» Supplied text
::::::::::

Fanatics Fest is expected to lose millions — again. Michael Rubin’s not worried.
“We’re still in investment mode,” the 52-year-old Fanatics CEO said of the celebrity-packed sports and culture convention, set to take place June 20 to 22 at the Javits Center.
Last year, 72,000 fans attended the inaugural festival. It was a massive success.
Sure, the company lost $15 million on the three-day celebration, but that’s a little more than a rounding error for Fanatics, which is projected to generate $12 billion in revenue in 2026.
Fanatics Fest isn’t designed to generate revenue on par with Fanatics commerce or collectible verticals, or its betting platform — it’s designed to bolster them.
“This is really about creating a sports festival that only we can create. It’s a great give back to fans,” Rubin told NYNext.
Rubin is expecting 150,000 attendees at this year’s fest. And the number of participating leagues and organizations will more than double, too. FIFA, Formula 1, the Premier League, USTA, Nike, and Dick’s Sporting Goods are joining returning partners including the NFL, NBA, MLB, NHL, UFC and WWE.
Then there’s the surfeit of talent who will be there.
Jay-Z is spending millions on a pop-up 40/40 Club. Tom Brady is sitting on panels and tossing footballs to fans. And Victor Wembanyama, currently traveling in China, is coming in for a cold-plunge with Kevin Hart on a live-taping of “Cold as Balls.”
Fun can also expect to see LeBron James, Travis Scott, Henrik Lundqvist, Derek Jeter, Alex Rodriguez, Livvy Dunne, Kevin Costner, John Cena, Charlotte Flair and hundreds of other beloved athletes and entertainers at various autograph-signings and activations.
It will be “organized chaos,” Rubin said.

::::::::::

» Given entries
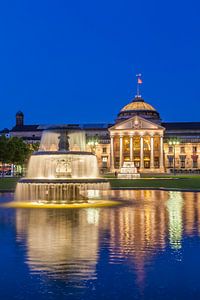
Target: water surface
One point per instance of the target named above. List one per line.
(147, 248)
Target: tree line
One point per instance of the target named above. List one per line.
(15, 151)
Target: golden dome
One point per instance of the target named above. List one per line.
(138, 105)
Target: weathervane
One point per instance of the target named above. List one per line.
(139, 81)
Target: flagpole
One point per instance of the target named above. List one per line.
(138, 86)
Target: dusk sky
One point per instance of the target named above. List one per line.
(76, 61)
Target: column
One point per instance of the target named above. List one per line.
(152, 152)
(131, 148)
(141, 152)
(161, 152)
(112, 165)
(121, 151)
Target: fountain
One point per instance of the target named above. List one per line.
(128, 171)
(62, 170)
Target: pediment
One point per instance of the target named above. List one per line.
(136, 123)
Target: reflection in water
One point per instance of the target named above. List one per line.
(62, 244)
(175, 205)
(67, 244)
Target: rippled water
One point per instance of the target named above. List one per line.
(147, 248)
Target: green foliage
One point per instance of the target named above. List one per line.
(13, 150)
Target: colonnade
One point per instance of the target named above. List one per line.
(131, 139)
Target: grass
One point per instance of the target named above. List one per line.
(147, 181)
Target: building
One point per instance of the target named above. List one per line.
(138, 135)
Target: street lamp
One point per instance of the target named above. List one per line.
(173, 143)
(93, 144)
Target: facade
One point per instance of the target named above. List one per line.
(138, 135)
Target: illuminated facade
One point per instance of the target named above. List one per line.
(137, 135)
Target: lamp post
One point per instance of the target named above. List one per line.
(93, 144)
(173, 143)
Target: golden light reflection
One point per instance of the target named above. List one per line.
(66, 244)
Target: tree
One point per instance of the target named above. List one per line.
(14, 151)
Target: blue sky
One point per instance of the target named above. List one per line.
(75, 61)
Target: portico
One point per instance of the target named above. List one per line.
(140, 141)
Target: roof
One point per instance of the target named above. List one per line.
(181, 125)
(26, 128)
(138, 104)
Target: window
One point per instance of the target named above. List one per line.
(182, 161)
(194, 165)
(170, 161)
(104, 162)
(194, 148)
(182, 149)
(170, 149)
(104, 150)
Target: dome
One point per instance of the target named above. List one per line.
(19, 113)
(138, 107)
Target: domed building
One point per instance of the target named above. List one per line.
(137, 136)
(138, 107)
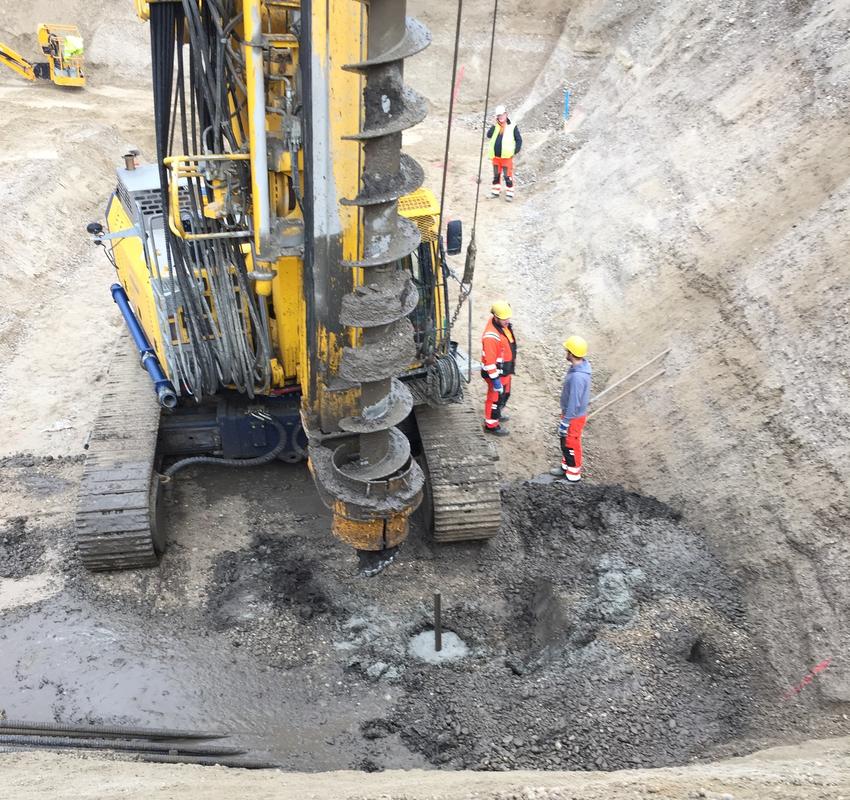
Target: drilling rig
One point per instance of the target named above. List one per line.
(282, 275)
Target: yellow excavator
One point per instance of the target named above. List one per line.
(63, 46)
(283, 279)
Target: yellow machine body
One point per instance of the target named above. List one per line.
(63, 46)
(295, 283)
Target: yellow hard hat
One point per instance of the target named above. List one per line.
(501, 309)
(577, 346)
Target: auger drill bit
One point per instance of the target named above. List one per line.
(376, 485)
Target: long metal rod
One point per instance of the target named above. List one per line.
(627, 392)
(633, 372)
(257, 115)
(469, 337)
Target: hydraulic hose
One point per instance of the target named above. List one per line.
(234, 462)
(10, 726)
(166, 748)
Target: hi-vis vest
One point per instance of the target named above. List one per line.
(508, 141)
(498, 350)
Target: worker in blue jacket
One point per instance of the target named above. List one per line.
(575, 396)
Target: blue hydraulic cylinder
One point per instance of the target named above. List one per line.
(164, 388)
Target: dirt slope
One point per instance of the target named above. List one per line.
(695, 203)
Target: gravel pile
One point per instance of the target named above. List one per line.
(617, 641)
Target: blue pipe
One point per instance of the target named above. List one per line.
(164, 388)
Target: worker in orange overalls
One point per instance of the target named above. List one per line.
(498, 354)
(575, 396)
(505, 143)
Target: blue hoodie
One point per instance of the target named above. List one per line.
(576, 392)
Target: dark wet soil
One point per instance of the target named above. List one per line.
(602, 632)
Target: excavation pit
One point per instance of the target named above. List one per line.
(422, 647)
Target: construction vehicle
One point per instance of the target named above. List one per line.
(63, 46)
(284, 280)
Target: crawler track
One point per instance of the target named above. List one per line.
(464, 481)
(116, 519)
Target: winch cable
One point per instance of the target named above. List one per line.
(471, 250)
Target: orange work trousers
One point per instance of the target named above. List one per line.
(571, 449)
(495, 402)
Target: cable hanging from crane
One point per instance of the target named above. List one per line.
(469, 265)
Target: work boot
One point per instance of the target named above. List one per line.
(496, 431)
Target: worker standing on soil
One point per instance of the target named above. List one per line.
(575, 396)
(498, 354)
(505, 143)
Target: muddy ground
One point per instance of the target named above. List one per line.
(602, 633)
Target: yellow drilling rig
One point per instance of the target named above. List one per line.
(63, 46)
(283, 279)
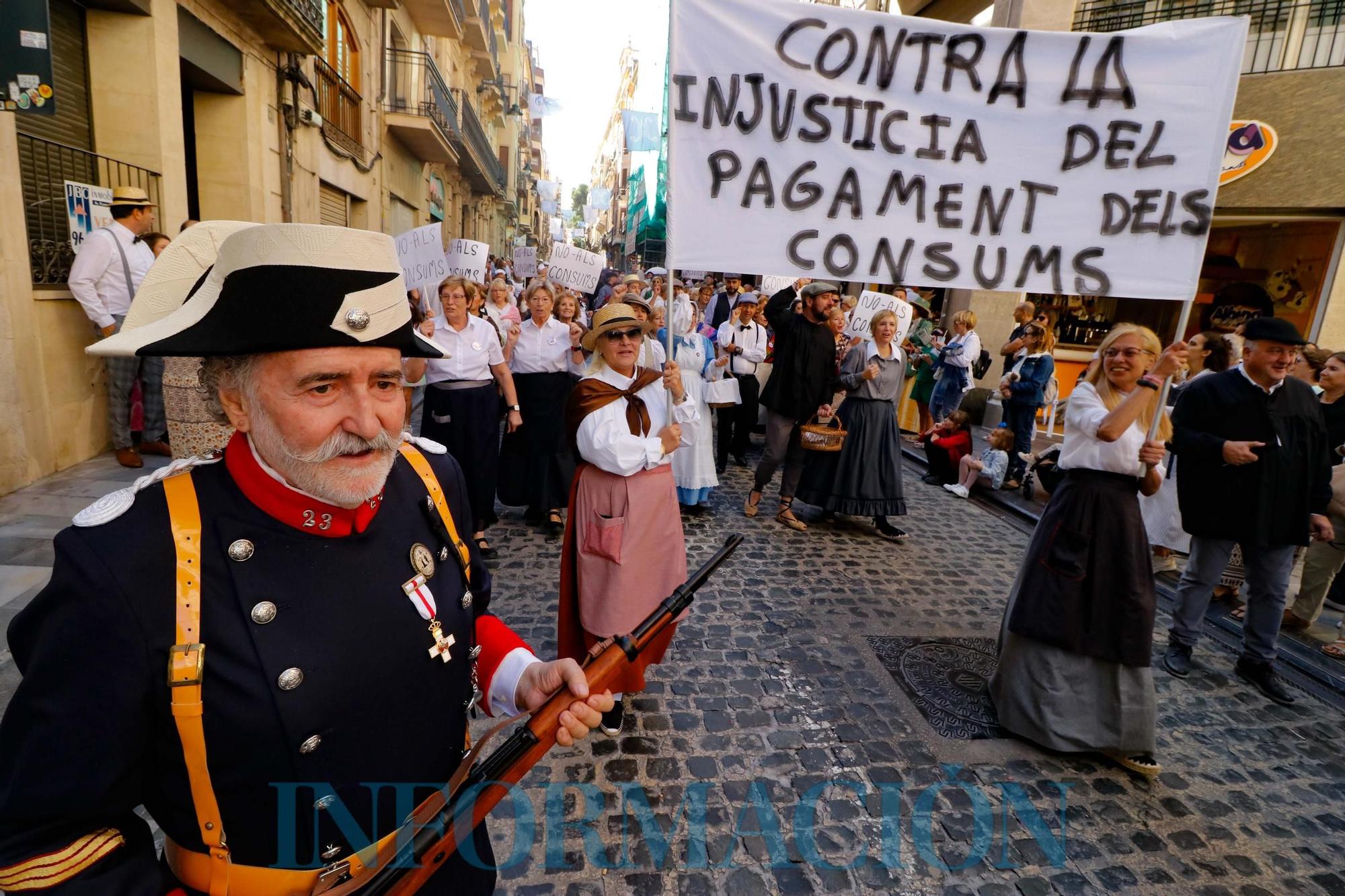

::::::::::

» Problem 1
Reproduce, word for word, everything in the Fanatics Fest article from "Fanatics Fest isn’t" down to "will be there.".
» Problem 2
List every league or organization that the Fanatics Fest article names as newly joining this year's festival.
» Problem 3
According to the Fanatics Fest article, how much money did the company lose on the three-day celebration last year?

» Full solution 1
Fanatics Fest isn’t designed to generate revenue on par with Fanatics commerce or collectible verticals, or its betting platform — it’s designed to bolster them.
“This is really about creating a sports festival that only we can create. It’s a great give back to fans,” Rubin told NYNext.
Rubin is expecting 150,000 attendees at this year’s fest. And the number of participating leagues and organizations will more than double, too. FIFA, Formula 1, the Premier League, USTA, Nike, and Dick’s Sporting Goods are joining returning partners including the NFL, NBA, MLB, NHL, UFC and WWE.
Then there’s the surfeit of talent who will be there.

» Full solution 2
FIFA, Formula 1, the Premier League, USTA, Nike, Dick's Sporting Goods

» Full solution 3
$15 million